## Your goal:
Each record below needs to be written out exactly as it appears.

Point-per-instance localization data:

###

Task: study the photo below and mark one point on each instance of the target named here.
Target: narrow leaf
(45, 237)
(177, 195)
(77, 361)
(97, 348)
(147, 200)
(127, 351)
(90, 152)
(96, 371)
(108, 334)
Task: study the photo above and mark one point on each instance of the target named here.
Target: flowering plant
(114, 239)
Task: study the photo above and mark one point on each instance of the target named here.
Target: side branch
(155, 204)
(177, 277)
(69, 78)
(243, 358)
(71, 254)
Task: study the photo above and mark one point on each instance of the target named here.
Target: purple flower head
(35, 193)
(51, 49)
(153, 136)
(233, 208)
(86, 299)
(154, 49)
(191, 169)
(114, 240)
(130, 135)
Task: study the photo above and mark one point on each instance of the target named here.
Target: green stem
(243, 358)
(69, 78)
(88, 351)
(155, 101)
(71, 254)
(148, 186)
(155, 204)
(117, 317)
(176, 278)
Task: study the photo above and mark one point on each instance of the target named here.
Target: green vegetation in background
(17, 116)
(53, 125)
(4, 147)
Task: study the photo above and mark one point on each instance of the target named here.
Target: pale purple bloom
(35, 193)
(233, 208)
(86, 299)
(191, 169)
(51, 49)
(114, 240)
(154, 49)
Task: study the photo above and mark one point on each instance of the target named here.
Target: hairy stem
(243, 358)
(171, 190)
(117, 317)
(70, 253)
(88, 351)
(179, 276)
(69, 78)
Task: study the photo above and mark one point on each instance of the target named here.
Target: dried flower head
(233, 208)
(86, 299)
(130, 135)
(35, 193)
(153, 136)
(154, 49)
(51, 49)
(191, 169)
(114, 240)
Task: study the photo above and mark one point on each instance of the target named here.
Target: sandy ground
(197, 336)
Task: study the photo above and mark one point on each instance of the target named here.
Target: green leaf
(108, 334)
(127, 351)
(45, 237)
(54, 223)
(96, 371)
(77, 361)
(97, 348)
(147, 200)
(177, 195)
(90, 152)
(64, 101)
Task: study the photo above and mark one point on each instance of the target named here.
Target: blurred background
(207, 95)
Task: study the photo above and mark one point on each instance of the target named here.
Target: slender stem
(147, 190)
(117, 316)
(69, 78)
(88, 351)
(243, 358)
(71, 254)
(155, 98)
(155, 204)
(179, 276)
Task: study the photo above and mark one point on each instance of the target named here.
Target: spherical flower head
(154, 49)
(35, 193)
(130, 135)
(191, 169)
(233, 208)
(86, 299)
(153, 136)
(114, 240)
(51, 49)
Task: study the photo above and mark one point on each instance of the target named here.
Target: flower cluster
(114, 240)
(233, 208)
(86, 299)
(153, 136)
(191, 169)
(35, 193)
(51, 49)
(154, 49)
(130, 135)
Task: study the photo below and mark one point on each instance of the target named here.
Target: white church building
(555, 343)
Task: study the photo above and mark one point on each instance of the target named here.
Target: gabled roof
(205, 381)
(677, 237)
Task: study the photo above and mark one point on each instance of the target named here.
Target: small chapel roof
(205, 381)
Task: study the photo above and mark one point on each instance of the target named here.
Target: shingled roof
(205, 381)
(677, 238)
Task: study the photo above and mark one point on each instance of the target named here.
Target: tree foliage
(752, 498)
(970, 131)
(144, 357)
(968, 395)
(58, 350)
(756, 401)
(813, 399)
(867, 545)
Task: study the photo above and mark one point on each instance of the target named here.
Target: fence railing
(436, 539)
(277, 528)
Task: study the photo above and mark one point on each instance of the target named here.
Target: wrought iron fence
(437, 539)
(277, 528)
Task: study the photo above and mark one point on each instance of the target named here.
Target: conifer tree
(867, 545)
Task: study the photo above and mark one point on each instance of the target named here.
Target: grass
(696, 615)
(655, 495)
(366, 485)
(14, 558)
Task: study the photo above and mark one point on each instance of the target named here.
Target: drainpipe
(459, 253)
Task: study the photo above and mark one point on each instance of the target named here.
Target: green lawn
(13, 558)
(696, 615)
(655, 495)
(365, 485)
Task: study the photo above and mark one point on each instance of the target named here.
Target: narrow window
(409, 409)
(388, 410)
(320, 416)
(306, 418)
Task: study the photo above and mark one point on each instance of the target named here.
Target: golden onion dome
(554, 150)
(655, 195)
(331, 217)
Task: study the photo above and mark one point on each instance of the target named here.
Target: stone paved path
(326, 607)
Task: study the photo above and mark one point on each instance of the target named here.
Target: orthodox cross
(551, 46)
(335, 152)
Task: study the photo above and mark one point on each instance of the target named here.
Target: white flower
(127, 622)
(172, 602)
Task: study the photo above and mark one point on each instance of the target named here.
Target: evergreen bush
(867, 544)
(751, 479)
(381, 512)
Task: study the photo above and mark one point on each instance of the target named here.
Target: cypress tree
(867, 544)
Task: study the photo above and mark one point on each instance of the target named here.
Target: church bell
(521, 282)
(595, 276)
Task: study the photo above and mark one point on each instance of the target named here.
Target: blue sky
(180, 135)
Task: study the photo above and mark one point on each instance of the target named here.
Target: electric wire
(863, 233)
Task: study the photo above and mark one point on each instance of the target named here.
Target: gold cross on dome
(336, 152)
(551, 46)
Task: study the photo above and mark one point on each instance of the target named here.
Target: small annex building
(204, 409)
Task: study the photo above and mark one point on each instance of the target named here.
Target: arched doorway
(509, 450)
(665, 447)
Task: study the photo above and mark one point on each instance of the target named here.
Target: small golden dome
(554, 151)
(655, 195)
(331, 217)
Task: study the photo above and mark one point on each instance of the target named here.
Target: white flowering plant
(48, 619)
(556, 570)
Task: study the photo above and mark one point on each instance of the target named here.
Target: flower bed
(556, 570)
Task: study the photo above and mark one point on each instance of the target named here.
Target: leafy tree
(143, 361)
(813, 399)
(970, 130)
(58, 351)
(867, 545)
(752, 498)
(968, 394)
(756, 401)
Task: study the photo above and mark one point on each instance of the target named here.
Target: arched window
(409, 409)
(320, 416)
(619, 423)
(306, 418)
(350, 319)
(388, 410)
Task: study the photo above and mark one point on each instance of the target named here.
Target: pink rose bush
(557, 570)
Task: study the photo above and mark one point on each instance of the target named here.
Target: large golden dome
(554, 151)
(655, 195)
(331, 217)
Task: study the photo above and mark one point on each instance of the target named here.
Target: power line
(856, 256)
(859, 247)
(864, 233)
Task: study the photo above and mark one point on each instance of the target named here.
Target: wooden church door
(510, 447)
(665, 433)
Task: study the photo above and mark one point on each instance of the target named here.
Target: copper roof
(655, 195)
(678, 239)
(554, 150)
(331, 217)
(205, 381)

###

## Task output:
Task: study the photo below and mark one point on each instance of the target named here.
Target: narrow leaf
(45, 237)
(177, 195)
(77, 361)
(97, 348)
(147, 200)
(127, 351)
(90, 152)
(96, 371)
(108, 334)
Task: study the photo above and mark one point on each instance of the target named here.
Target: flowering plant
(114, 239)
Task: study the photo above and mark one point on each instance of the target named here.
Target: side branch
(155, 204)
(177, 277)
(69, 78)
(243, 358)
(71, 254)
Task: study the photo above and mark one point on each instance of the target named here.
Target: purple flower head
(35, 193)
(51, 49)
(153, 136)
(233, 208)
(86, 299)
(154, 49)
(191, 169)
(114, 240)
(130, 135)
Task: study the photo above and mark one point on each instance of the target named here.
Target: green stem
(243, 358)
(69, 78)
(88, 351)
(155, 101)
(71, 254)
(148, 186)
(155, 204)
(117, 317)
(176, 278)
Task: study the photo above and mark one point on each instance of the target named here.
Target: green vegetation in background
(17, 116)
(53, 125)
(4, 147)
Task: study the photo above and mark one point on each instance of the target named here.
Target: pale purple bloom
(35, 193)
(233, 208)
(86, 299)
(191, 169)
(51, 49)
(114, 240)
(154, 49)
Task: study the photo above and mark one point on each instance of the target named here.
Target: hairy stem
(243, 358)
(171, 190)
(117, 317)
(70, 253)
(88, 351)
(179, 276)
(69, 78)
Task: study the photo above and mark one point on each instance of the target named here.
Target: dried flower head
(233, 208)
(86, 299)
(130, 135)
(35, 193)
(153, 136)
(154, 49)
(51, 49)
(191, 169)
(114, 240)
Task: study the photo above and mark one point on each instance of the target named here.
Target: sandy ground
(197, 336)
Task: study the photo above and mark one point on each instance of the target named here.
Target: green leaf
(108, 334)
(127, 351)
(45, 237)
(54, 223)
(96, 371)
(77, 361)
(97, 348)
(147, 200)
(177, 195)
(90, 152)
(64, 101)
Task: study the photo above and mark one point on each instance of the target named here.
Target: blurred background
(207, 95)
Task: study the photo above and mark one point on each instance of the target named here.
Target: slender stem
(147, 190)
(117, 316)
(69, 78)
(88, 351)
(243, 358)
(71, 254)
(155, 98)
(155, 204)
(179, 276)
Task: study the photo above and mark one point on each instance of the target named here.
Target: spherical flower head
(154, 49)
(35, 193)
(130, 135)
(191, 169)
(233, 208)
(86, 299)
(153, 136)
(114, 240)
(51, 49)
Task: study the photo above and mark one point on each instance of the target named here.
Target: flower cluster
(114, 240)
(233, 208)
(86, 299)
(153, 136)
(191, 169)
(35, 193)
(51, 49)
(154, 49)
(130, 135)
Task: study the photo below and mark one point on each instance of the target named here.
Target: white church building
(555, 343)
Task: study the photo above and mark one point on each instance of the target named here.
Target: gabled roof
(205, 381)
(677, 237)
Task: study the photo above and mark one point on each instance of the target named here.
Target: small chapel roof
(205, 381)
Task: study the photo above and mark one point on each instance of the target named here.
Target: shingled roof
(205, 381)
(677, 238)
Task: study the photo above and mark one point on each instance of the target named here.
Target: tree foliage
(752, 498)
(970, 131)
(144, 357)
(968, 395)
(58, 350)
(756, 401)
(813, 399)
(867, 545)
Task: study the photo above and mark one point on each instance of the target named here.
Target: fence railing
(436, 539)
(277, 528)
Task: study the photo above and mark one point on each instance of the target named here.
Target: wrought iron fence
(437, 539)
(277, 528)
Task: study the photo above and mark one point on each instance of the target named here.
Target: conifer tree
(867, 545)
Task: study the photo above and mark one point on each instance of the target named here.
Target: grass
(696, 615)
(655, 495)
(366, 485)
(14, 558)
Task: study the photo above and mark one point on each instance of the target named here.
Target: drainpipe
(459, 253)
Task: study the photo above and mark one point on each instance of the target named here.
Target: green lawn
(13, 558)
(696, 615)
(655, 495)
(365, 485)
Task: study the photo above and mark one point on each instance of the target named here.
Target: narrow window
(409, 409)
(388, 410)
(320, 416)
(306, 418)
Task: study the photo above and mark one point on each instance of the target named here.
Target: golden onion dome
(554, 150)
(655, 195)
(331, 217)
Task: study the photo above and mark one point on each instance of the target named here.
Target: stone paved path
(326, 607)
Task: study the photo above and mark one point on each instance of the target named here.
Target: orthodox cross
(551, 46)
(335, 152)
Task: study the photo above and mark one point on each instance of the target named here.
Target: white flower
(127, 622)
(172, 602)
Task: study the photo above and mark one point on each instance of the target named here.
Target: evergreen bush
(867, 544)
(751, 479)
(381, 512)
Task: study the photo above and mark one point on each instance of the target named here.
Target: cypress tree
(867, 544)
Task: study the photo above and mark one point on each instance of the target named here.
Target: church bell
(521, 282)
(595, 276)
Task: study the photo above and mark one point on each instance of the target named here.
Target: blue sky
(180, 135)
Task: study the photo above and mark one point on each instance of the target named here.
Target: electric wire
(863, 233)
Task: study the photo above and mark one point on each instance of the target named here.
Target: gold cross on dome
(336, 152)
(551, 46)
Task: study the photo above and mark one point on each instance of the target named here.
Target: small annex building
(204, 409)
Task: study the photo above and mark one point on each instance of the target named here.
Target: arched doorway
(509, 450)
(665, 447)
Task: study the photo above and mark one point on each instance of the target named here.
Target: small golden dome
(554, 151)
(655, 195)
(331, 217)
Task: study the photo above and mark one point on each instance of the target named here.
Target: white flowering plant
(48, 619)
(556, 570)
Task: study the photo above and mark one point on each instance of the target named here.
Target: flower bed
(556, 570)
Task: study the photo above and mark one point on each instance of the target named here.
Target: leafy tree
(143, 361)
(813, 399)
(970, 130)
(58, 351)
(867, 545)
(752, 498)
(968, 394)
(756, 401)
Task: study the photo above and mark one point on each instance of the target named here.
Target: arched window
(409, 409)
(320, 416)
(619, 423)
(306, 418)
(350, 319)
(388, 410)
Task: study the photo above and mark one point on each instance of the target named here.
Target: pink rose bush
(557, 570)
Task: study the photo above and mark one point on each instance of the target named here.
Target: large golden dome
(554, 151)
(655, 195)
(331, 217)
Task: study the photo above and mark one point on each instance of the target named here.
Target: power line
(856, 256)
(859, 247)
(864, 233)
Task: study the photo above and mark one point on each instance of the target named here.
Target: wooden church door
(510, 447)
(665, 433)
Task: study the photo above and mark one point on each instance of the target named here.
Target: copper roof
(655, 195)
(678, 239)
(554, 150)
(331, 217)
(205, 381)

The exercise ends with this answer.